● **PROMPT 1**
In the Milwaukee pandemic story, on what date did the Alternate Care Facility accept its first patient?
● **PROMPT 2**
Reproduce the Milwaukee pandemic story between "The people of" and "Lagore, a high school senior.", inclusive, swapping "daughter" for "son".
● **PROMPT 3**
Which people are quoted by name in the Milwaukee pandemic story?

··· PAGE TEXT

The people of Milwaukee strapped up for a year that redefined what ‘normal’ was, some missing moments they won’t be able to get back.
“I think the big thing overall is human connection, not seeing family and close friends,” said Alex Hofstetter of Milwaukee.
“We didn’t really have a chance to introduce everybody to our daughter when we had her because it was March 2020 and you know the lockdown had first happened,” said Elisha Davis of Milwaukee.
For some students, the pandemic put hurdles in the way of academic success and friendships.
“Our senior year has been definitely a little crazy and it’s like kind of sad to just not have those normal like events that we normally would have,” said Kathryn Lagore, a high school senior.
“Just missing out on a lot of the great things that are usually happening in Milwaukee, like the Brewers games and Summerfest,” added Honor Callanan, who is also a high school senior.
State officials say toward the end of summer 2020, people started to believe the pandemic was over, resulting in a massive surge for the state. The Alternate Care Facility accepted its first patient on October 21, 2020.
On November 11, the state saw more than 9,400 positive tests with a higher than 17-percent positivity rate. Since March 2020, more than 6,500 people in Wisconsin lost their lives to Covid-19.
“With the onset of schools and people coming back together, we had the huge surges in October and November,” Willems Van Dijk says.

······
··· PROVIDED RECORDS

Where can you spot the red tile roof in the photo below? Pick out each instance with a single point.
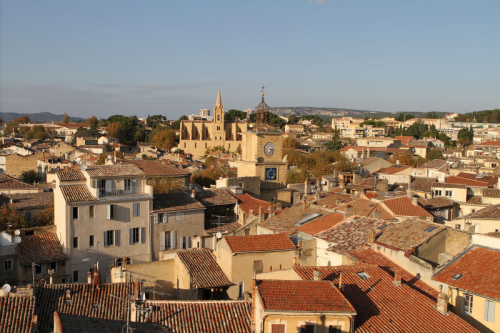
(465, 181)
(76, 193)
(480, 270)
(40, 249)
(382, 306)
(403, 206)
(203, 269)
(84, 296)
(302, 296)
(322, 224)
(16, 314)
(201, 316)
(260, 243)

······

● **PROBLEM SOLUTION 1**
October 21, 2020

● **PROBLEM SOLUTION 2**
The people of Milwaukee strapped up for a year that redefined what ‘normal’ was, some missing moments they won’t be able to get back.
“I think the big thing overall is human connection, not seeing family and close friends,” said Alex Hofstetter of Milwaukee.
“We didn’t really have a chance to introduce everybody to our son when we had her because it was March 2020 and you know the lockdown had first happened,” said Elisha Davis of Milwaukee.
For some students, the pandemic put hurdles in the way of academic success and friendships.
“Our senior year has been definitely a little crazy and it’s like kind of sad to just not have those normal like events that we normally would have,” said Kathryn Lagore, a high school senior.

● **PROBLEM SOLUTION 3**
Alex Hofstetter, Elisha Davis, Kathryn Lagore, Honor Callanan, Willems Van Dijk